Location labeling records
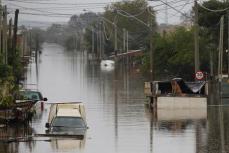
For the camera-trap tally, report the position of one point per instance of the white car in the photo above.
(67, 118)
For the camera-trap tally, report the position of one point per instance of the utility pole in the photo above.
(4, 34)
(127, 47)
(228, 44)
(15, 32)
(100, 41)
(10, 34)
(97, 43)
(196, 38)
(93, 42)
(220, 58)
(1, 51)
(30, 42)
(124, 39)
(115, 39)
(151, 46)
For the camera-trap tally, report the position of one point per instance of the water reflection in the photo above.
(118, 120)
(67, 145)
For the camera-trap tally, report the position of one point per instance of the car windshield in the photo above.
(75, 122)
(31, 95)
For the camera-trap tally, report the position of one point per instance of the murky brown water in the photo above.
(118, 120)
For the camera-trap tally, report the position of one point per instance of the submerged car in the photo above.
(33, 96)
(67, 118)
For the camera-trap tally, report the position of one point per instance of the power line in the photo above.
(211, 10)
(175, 9)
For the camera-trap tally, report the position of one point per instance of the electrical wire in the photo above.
(211, 10)
(183, 14)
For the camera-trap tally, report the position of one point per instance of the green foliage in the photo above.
(7, 85)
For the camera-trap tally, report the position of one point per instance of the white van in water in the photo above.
(67, 118)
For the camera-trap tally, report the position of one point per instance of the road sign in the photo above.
(199, 75)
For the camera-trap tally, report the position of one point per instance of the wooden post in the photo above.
(196, 38)
(14, 45)
(9, 44)
(228, 44)
(151, 47)
(124, 40)
(115, 38)
(220, 58)
(93, 42)
(4, 34)
(1, 10)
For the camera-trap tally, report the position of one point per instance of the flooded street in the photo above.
(118, 119)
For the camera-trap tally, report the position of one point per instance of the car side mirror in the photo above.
(47, 125)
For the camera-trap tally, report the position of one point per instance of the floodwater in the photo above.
(118, 119)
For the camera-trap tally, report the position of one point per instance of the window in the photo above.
(75, 122)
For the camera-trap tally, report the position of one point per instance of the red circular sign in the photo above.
(199, 75)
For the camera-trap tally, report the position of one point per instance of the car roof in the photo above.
(68, 110)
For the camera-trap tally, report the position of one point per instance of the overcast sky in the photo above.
(61, 10)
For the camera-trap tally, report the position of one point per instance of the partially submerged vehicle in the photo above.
(177, 93)
(67, 119)
(23, 108)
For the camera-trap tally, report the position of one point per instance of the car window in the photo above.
(75, 122)
(31, 95)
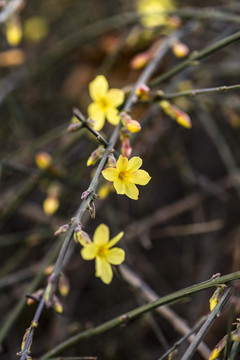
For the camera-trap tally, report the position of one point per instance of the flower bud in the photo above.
(37, 295)
(81, 236)
(132, 125)
(111, 160)
(50, 205)
(95, 156)
(62, 229)
(140, 60)
(218, 293)
(142, 92)
(56, 304)
(126, 148)
(63, 285)
(180, 50)
(14, 31)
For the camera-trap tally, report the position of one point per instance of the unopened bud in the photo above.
(37, 295)
(112, 160)
(14, 31)
(43, 160)
(56, 304)
(132, 125)
(218, 293)
(62, 229)
(95, 156)
(175, 113)
(140, 60)
(63, 285)
(81, 236)
(142, 92)
(50, 205)
(126, 148)
(48, 270)
(180, 50)
(104, 190)
(92, 209)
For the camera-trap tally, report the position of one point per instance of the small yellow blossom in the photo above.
(105, 103)
(50, 205)
(14, 31)
(100, 250)
(126, 175)
(43, 160)
(152, 11)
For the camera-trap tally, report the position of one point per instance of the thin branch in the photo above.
(195, 57)
(176, 321)
(183, 339)
(207, 325)
(89, 195)
(168, 299)
(195, 92)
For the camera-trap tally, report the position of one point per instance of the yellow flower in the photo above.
(100, 250)
(126, 175)
(105, 102)
(153, 11)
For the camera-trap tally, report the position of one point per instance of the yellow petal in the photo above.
(115, 97)
(88, 252)
(110, 174)
(98, 88)
(114, 240)
(97, 114)
(103, 270)
(101, 235)
(112, 116)
(139, 177)
(122, 163)
(134, 163)
(115, 256)
(131, 191)
(119, 186)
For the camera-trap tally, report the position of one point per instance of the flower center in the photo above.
(102, 251)
(103, 103)
(123, 176)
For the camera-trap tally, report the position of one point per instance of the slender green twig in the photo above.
(183, 339)
(195, 92)
(168, 299)
(195, 57)
(207, 325)
(88, 197)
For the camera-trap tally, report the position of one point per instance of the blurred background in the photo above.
(185, 226)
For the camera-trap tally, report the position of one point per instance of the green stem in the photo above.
(195, 92)
(176, 296)
(195, 57)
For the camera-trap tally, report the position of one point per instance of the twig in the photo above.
(90, 193)
(222, 146)
(195, 57)
(176, 296)
(195, 92)
(207, 325)
(183, 339)
(179, 324)
(188, 229)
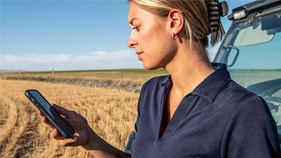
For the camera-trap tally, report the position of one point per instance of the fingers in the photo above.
(63, 142)
(62, 110)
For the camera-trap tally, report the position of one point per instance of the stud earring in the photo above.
(174, 36)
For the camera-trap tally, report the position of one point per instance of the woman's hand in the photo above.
(80, 125)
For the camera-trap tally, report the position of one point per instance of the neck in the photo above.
(188, 69)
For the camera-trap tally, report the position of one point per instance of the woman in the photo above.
(195, 111)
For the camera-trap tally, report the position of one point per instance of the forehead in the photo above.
(137, 13)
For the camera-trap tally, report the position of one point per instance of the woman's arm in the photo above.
(84, 136)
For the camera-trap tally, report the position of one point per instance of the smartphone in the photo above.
(49, 112)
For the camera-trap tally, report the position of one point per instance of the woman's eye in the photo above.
(135, 28)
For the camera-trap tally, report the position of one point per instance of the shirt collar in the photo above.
(210, 87)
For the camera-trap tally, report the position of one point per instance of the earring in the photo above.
(174, 36)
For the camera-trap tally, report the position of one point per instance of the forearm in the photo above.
(101, 149)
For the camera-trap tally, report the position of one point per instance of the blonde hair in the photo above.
(201, 17)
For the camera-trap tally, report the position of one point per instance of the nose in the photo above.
(131, 43)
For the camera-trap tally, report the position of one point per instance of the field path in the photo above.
(111, 113)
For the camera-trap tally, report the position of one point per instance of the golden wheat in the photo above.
(110, 112)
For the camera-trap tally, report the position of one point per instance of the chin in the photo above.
(150, 67)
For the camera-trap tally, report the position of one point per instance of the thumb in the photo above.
(61, 110)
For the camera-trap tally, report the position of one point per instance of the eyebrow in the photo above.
(132, 21)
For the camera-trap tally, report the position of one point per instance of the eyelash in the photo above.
(136, 28)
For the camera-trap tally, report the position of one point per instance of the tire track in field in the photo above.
(20, 127)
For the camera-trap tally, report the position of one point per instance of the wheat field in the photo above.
(110, 112)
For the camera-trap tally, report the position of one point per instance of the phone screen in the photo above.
(51, 114)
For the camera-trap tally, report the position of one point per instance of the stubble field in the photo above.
(110, 111)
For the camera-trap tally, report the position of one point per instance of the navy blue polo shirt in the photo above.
(218, 119)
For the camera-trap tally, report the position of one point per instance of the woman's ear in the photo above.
(176, 21)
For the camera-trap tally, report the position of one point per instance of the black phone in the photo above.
(51, 113)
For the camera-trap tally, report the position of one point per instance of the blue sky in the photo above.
(68, 34)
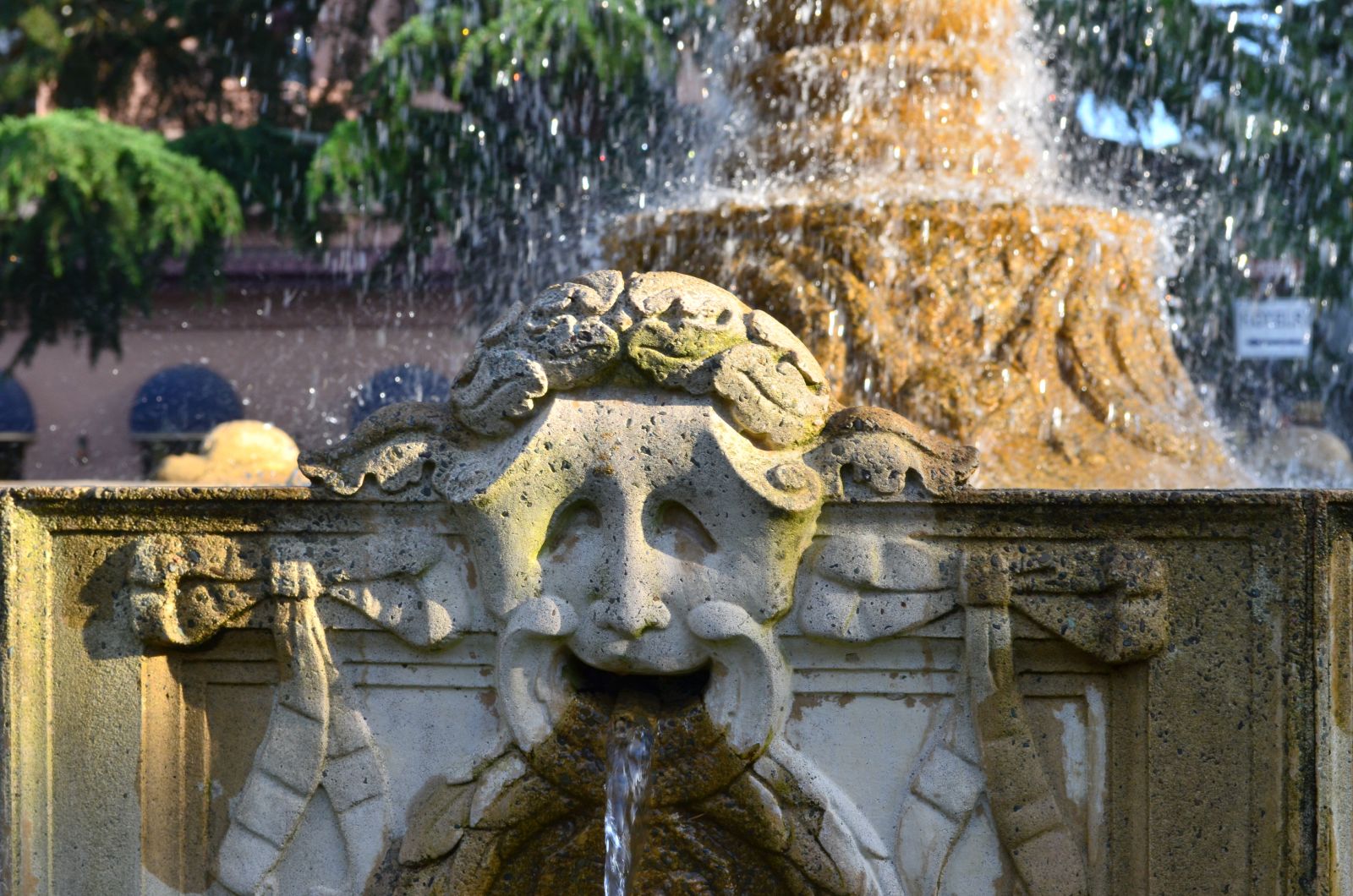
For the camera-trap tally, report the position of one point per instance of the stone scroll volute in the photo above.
(636, 472)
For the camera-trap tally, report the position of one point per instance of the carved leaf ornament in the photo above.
(670, 333)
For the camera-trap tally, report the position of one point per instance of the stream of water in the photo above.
(628, 774)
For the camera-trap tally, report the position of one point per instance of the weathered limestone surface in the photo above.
(866, 677)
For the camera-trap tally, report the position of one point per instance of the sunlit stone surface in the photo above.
(861, 675)
(885, 193)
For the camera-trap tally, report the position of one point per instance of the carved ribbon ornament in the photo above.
(1107, 600)
(183, 590)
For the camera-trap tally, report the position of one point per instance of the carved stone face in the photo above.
(633, 516)
(662, 538)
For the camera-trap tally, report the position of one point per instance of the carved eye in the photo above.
(682, 535)
(570, 524)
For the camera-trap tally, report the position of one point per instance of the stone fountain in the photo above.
(886, 194)
(643, 512)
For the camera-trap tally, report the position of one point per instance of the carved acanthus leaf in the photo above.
(870, 452)
(392, 448)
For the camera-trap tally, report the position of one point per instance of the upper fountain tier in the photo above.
(842, 91)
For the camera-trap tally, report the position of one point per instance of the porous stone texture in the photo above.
(863, 677)
(888, 193)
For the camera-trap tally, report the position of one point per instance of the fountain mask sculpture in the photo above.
(636, 508)
(649, 463)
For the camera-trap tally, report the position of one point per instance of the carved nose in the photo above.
(631, 616)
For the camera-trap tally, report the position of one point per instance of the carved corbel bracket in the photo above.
(182, 590)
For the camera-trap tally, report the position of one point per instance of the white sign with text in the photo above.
(1274, 329)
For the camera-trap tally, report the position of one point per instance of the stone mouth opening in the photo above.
(663, 693)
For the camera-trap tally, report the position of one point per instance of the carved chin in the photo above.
(748, 686)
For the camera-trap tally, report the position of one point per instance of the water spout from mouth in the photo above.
(628, 776)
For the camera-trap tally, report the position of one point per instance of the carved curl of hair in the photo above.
(669, 329)
(654, 329)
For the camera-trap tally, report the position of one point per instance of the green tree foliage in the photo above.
(90, 211)
(267, 167)
(478, 117)
(1265, 169)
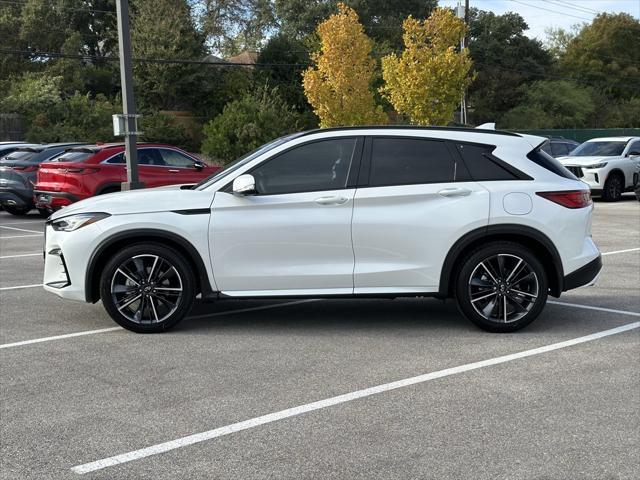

GIVEN EXERCISE:
Return every line of the records that contains the string "field".

FINAL RESULT:
For the camera-trap tally, report the position of one point per instance of the field path in the photo above.
For the camera-trap tally, report the position of one point per instance of the tire track in field in the photo above.
For the camera-trap tally, report the position of one point per instance of the wheat field in the photo above.
For the camera-trap tally, report the position of one point per instance of the stubble field in the photo above.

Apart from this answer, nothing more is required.